▸ SUPPLIED RECORDS
-- Opening Marker --
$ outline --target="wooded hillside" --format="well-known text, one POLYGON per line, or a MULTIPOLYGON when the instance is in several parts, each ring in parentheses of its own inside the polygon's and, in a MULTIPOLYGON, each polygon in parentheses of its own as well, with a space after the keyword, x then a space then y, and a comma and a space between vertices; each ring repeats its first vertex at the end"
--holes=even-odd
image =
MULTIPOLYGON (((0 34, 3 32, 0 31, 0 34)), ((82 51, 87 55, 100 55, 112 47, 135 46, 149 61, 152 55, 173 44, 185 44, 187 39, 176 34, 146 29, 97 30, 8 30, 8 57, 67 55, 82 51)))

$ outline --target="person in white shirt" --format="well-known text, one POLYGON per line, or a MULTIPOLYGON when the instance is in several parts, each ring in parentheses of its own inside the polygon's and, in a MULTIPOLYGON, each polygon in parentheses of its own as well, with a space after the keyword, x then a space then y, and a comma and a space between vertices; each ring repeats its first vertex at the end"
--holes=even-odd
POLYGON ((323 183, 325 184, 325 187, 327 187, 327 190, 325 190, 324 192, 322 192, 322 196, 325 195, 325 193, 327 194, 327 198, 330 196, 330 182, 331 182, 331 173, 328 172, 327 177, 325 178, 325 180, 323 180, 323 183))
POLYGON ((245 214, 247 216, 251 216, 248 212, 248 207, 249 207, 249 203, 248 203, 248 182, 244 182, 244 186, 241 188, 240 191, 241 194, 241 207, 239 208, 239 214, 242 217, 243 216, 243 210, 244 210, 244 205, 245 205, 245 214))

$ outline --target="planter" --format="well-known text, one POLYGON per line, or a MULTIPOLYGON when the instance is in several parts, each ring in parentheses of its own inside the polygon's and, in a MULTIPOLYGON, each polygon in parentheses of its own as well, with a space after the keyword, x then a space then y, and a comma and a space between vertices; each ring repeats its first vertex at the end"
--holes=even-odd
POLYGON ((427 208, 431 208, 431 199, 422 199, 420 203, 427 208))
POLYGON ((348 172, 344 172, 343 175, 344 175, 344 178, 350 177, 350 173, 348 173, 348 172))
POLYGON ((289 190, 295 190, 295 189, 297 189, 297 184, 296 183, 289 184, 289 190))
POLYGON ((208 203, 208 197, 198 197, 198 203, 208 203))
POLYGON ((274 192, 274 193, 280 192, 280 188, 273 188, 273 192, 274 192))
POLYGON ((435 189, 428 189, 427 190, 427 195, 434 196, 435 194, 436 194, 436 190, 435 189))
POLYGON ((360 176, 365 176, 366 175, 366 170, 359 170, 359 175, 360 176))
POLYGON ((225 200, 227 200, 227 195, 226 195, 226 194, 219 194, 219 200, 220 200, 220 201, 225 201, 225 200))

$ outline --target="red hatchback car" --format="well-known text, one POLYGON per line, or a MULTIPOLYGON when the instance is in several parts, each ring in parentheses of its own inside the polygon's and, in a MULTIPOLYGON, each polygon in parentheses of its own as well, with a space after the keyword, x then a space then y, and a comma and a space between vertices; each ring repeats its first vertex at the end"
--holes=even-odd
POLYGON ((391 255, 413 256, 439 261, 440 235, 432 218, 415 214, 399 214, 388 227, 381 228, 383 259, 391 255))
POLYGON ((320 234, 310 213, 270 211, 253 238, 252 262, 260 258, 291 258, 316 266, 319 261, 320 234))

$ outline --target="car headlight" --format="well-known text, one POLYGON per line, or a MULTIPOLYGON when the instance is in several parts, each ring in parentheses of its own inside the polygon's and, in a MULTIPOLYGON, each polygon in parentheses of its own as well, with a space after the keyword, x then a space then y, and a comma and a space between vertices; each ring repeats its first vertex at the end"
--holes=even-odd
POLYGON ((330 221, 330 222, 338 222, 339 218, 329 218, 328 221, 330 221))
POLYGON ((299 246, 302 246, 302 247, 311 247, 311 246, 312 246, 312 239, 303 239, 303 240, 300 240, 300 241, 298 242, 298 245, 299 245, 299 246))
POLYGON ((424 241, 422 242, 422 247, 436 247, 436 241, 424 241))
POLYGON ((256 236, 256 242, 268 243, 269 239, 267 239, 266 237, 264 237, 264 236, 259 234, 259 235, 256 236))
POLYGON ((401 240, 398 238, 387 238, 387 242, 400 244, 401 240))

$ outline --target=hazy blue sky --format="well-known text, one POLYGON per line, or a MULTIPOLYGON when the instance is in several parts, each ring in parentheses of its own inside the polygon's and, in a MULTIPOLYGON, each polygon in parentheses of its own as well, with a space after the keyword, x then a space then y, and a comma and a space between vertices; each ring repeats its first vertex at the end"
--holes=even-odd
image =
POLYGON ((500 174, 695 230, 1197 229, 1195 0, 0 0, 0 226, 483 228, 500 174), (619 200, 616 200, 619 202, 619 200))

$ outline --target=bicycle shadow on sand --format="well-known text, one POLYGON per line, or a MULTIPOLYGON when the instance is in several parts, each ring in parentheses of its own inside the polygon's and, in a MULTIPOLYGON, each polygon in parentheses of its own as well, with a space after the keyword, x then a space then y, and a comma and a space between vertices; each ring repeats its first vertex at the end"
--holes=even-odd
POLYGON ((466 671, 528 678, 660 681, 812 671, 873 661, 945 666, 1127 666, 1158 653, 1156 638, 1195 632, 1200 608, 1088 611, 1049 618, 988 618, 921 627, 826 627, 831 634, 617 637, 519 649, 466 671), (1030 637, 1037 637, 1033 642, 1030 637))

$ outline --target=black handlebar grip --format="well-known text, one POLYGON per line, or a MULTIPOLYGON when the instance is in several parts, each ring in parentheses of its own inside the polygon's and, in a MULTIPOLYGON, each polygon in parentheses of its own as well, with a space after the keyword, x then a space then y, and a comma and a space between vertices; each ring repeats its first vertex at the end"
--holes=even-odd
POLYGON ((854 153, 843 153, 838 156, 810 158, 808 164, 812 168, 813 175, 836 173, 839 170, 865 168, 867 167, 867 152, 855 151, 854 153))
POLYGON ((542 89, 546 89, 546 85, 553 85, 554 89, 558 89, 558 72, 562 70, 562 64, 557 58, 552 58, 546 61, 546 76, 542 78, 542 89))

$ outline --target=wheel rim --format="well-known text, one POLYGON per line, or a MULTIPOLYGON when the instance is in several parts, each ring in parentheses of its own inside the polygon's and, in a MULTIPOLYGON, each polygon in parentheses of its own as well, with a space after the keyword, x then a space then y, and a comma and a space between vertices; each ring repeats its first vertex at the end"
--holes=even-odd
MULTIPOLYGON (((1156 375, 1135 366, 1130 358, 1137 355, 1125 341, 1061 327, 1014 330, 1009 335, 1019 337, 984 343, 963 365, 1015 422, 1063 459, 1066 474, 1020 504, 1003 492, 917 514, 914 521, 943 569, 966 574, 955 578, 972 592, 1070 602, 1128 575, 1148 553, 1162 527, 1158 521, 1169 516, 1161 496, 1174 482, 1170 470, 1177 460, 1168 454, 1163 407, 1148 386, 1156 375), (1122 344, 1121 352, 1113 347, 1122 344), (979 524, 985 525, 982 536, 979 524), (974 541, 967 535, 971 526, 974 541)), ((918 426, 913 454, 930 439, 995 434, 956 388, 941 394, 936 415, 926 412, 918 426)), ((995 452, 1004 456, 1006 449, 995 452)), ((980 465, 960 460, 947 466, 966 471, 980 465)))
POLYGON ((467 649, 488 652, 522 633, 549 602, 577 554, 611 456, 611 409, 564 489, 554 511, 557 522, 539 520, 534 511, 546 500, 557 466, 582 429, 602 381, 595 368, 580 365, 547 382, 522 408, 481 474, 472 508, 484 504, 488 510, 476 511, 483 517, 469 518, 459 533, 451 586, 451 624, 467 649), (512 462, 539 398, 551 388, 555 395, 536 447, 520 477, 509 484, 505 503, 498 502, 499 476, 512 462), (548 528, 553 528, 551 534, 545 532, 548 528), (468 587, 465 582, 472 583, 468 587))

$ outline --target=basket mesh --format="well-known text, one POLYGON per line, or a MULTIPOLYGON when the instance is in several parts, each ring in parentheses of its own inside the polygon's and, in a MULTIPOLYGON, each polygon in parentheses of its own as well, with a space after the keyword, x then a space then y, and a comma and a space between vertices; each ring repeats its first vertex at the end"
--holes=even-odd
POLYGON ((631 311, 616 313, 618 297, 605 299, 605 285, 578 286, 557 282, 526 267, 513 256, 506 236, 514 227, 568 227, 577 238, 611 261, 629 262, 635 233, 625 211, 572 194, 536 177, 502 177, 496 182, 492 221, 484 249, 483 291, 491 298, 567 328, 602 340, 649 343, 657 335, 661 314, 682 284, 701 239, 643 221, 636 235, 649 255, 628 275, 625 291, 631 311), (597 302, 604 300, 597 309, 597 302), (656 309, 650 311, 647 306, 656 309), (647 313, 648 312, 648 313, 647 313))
-- Closing Marker --
▸ WHAT IS EXPECTED
Return, word for word, every line from the line with "outline --target=basket mesh" to the final line of the data.

▸ RESULT FOR THIS TASK
$ outline --target=basket mesh --format="well-known text, one POLYGON per line, or a MULTIPOLYGON when the instance is in several parts, each ring in parentheses of its own inside the polygon's and, in a MULTIPOLYGON, each polygon in parentheses of its own as well, with a space after the keyword, x then a space then y, and a comma and a space between vertices; each ring repeats its first vertex at the end"
--holes=even-odd
POLYGON ((631 311, 616 313, 618 297, 605 299, 605 285, 578 286, 557 282, 526 267, 513 256, 506 236, 514 227, 568 227, 577 238, 611 261, 629 262, 635 233, 625 211, 572 194, 536 177, 502 177, 496 182, 492 221, 484 249, 483 291, 491 298, 567 328, 602 340, 649 343, 657 335, 661 314, 682 284, 701 239, 643 221, 636 235, 649 255, 628 275, 625 291, 631 311), (597 302, 604 300, 597 309, 597 302), (656 309, 650 311, 647 306, 656 309), (647 313, 648 312, 648 313, 647 313))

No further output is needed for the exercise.